## Short problem
Reproduce verbatim every line of the rows below, from the line containing "Pick out the framed" up to and including the final line.

## Records shown
◆ ◆ ◆ ◆ ◆ ◆ ◆
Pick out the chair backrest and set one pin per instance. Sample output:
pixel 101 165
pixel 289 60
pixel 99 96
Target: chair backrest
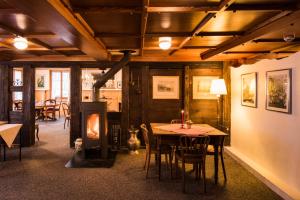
pixel 193 146
pixel 176 121
pixel 145 134
pixel 66 109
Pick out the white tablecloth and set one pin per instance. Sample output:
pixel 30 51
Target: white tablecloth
pixel 3 122
pixel 9 132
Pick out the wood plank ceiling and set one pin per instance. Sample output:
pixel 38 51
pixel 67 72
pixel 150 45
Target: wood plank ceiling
pixel 231 30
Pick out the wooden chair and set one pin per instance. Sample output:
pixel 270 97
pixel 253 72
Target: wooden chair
pixel 67 114
pixel 49 108
pixel 176 121
pixel 210 152
pixel 192 150
pixel 152 149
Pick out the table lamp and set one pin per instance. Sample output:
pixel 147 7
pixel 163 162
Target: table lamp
pixel 218 88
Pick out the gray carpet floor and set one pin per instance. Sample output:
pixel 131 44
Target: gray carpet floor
pixel 42 175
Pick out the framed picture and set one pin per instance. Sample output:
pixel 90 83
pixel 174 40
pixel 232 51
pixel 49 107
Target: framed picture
pixel 165 87
pixel 279 90
pixel 119 84
pixel 42 79
pixel 249 89
pixel 201 87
◆ ◆ ◆ ◆ ◆ ◆ ◆
## Answer to this task
Pick out the framed picture and set one pin per instance. Sample output:
pixel 90 83
pixel 174 40
pixel 232 51
pixel 49 107
Target: framed picture
pixel 165 87
pixel 279 90
pixel 119 84
pixel 42 79
pixel 249 89
pixel 201 87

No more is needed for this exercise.